__Set tasks__:
a) In the news report on voting-machine complaints, how many PCOS-related complaints had GMA News received as of 4 p.m.?
b) Continue the news report on voting-machine complaints, starting after its final quoted sentence.
---------- Reading passage ----------
Complaints started almost as soon as the precincts opened at 7 a.m. Dozens of reports of glitches in Precinct Count Optical Scan (PCOS) voting machines came in from across the country.
As of 4 p.m., GMA News was able to field some 1,000 complaints related to PCOS machines, ranging from unreadable ballots at a precinct in Batangas to a drained PCOS machine battery in Cotabato City.
One concerned citizen in Santiago, Isabela reported that as many as 14 PCOS machines were down as of early afternoon. Yet another reported that the machines in Mangatarem, Pangasinan did not have an operator. It was not clear, however, if these problems have since been resolved.
The reports were fielded via telephone and social media through the Eleksyon 2013 Incident Tracker, a joint effort between GMA News and the AMA Education System.
Yet despite numerous reports of machine glitches and hitches in the voting process, the Comelec still considers the elections to be largely successful.
"Yung reports natin (of problems and machine failures) ay madalang, yung tipong isa o dalawa lang per municipality, so hindi sya matuturing na failure of election," Comelec commissioner Christian Robert Lim told GMA News in a TV interview.
"And kahit magkaroon ng failure, they can still vote manually," he added.
---------- Given material ----------
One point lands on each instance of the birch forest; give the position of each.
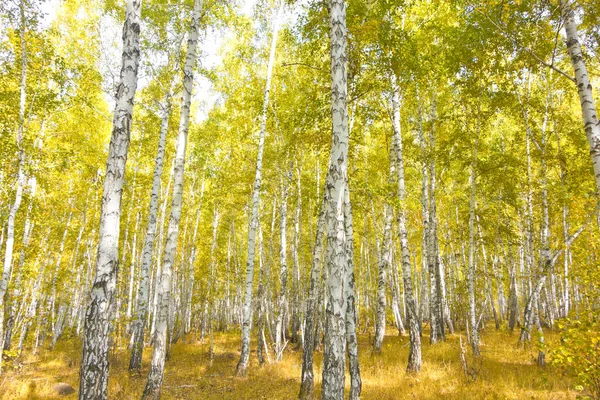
(299, 199)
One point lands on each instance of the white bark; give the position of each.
----------
__Task-by-task answers__:
a) Some 1,000 complaints.

b)
The poll agency is confident that it will see at most a two percent failure rate —equivalent to 1,560 machines out of the 78,000 units deployed, an apparently accceptable failure rate.
In any event, the Comelec assured the public that it has 2,000 spare machines on standby to replace malfunctioning units.
On the other hand, Smartmatic Asia was even more optimistic of the performance of its own machines: the government's PCOS machine supplier expects no more than 300 machines to fail – less than half a percent of all the machines distributed across the country.
"Throughout the day, we will reach 200 or 300 (replacements). Of course, it's uncomfortable. If that happens, everybody would feel that the precinct is collapsing. But that's more or less the nature of an automated elections in any country," said Smartmatic Asia president Cesar Flores in a chance interview at the Commission on Elections' (Comelec) national canvassing center.
In addition to the problems related to PCOS machines, an array of other issues bedeviled voters on Monday. According to crowdsourced data as of 4 p.m., some 1,200 "Comelec admin problems" were reported to GMA News – about 20 percent more reports than those listed under "PCOS machine problems".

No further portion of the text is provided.